* Begin *
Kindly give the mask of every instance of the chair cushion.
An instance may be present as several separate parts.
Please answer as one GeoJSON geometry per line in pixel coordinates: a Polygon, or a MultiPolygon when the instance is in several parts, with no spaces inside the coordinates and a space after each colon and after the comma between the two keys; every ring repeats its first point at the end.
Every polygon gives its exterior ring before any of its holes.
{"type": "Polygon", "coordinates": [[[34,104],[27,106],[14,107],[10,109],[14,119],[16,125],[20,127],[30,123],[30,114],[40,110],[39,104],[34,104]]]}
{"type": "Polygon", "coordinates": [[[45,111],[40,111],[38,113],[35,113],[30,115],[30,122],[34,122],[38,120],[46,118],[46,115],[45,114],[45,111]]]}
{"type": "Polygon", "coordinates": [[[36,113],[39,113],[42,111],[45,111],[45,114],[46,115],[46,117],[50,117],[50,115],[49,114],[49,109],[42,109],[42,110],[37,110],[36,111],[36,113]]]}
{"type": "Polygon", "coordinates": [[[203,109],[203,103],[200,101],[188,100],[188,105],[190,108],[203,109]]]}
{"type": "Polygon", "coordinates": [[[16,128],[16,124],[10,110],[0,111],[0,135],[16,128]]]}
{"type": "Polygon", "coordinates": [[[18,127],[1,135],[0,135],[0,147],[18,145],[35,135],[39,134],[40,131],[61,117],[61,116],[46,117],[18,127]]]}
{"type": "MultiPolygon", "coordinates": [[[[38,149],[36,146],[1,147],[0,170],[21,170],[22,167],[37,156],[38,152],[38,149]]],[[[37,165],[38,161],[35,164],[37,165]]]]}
* End *
*EXERCISE DETAILS*. Please write out the items above again, substituting "seat cushion" for each "chair cushion" and leaving everything else unchanged.

*THE RESPONSE*.
Kindly give the mask of every instance of the seat cushion.
An instance may be present as several separate parts.
Please answer as one GeoJSON geometry per line in pixel coordinates: a Polygon, or a MultiPolygon when the instance is in several parts, with no spaces inside the coordinates and a space after each colon and after the comma between the two keys; every ring repeats its first point at the end.
Every polygon gives its exterior ring before any of its holes.
{"type": "Polygon", "coordinates": [[[34,104],[27,106],[14,107],[10,109],[14,119],[16,125],[20,127],[30,123],[30,114],[40,110],[39,104],[34,104]]]}
{"type": "Polygon", "coordinates": [[[45,111],[40,111],[38,113],[35,113],[30,115],[30,122],[34,122],[38,120],[46,118],[46,115],[45,114],[45,111]]]}
{"type": "Polygon", "coordinates": [[[36,113],[39,113],[42,111],[45,111],[45,114],[46,115],[46,117],[50,117],[50,115],[49,114],[49,109],[42,109],[42,110],[37,110],[36,111],[36,113]]]}
{"type": "Polygon", "coordinates": [[[203,109],[203,103],[200,101],[188,100],[188,105],[190,108],[203,109]]]}
{"type": "Polygon", "coordinates": [[[16,128],[16,124],[10,110],[0,111],[0,135],[16,128]]]}
{"type": "Polygon", "coordinates": [[[18,127],[1,135],[0,135],[0,147],[18,145],[35,135],[39,134],[40,131],[61,117],[61,116],[46,117],[18,127]]]}
{"type": "MultiPolygon", "coordinates": [[[[38,149],[36,146],[1,147],[0,170],[21,170],[22,167],[37,156],[38,152],[38,149]]],[[[37,165],[38,161],[35,164],[37,165]]]]}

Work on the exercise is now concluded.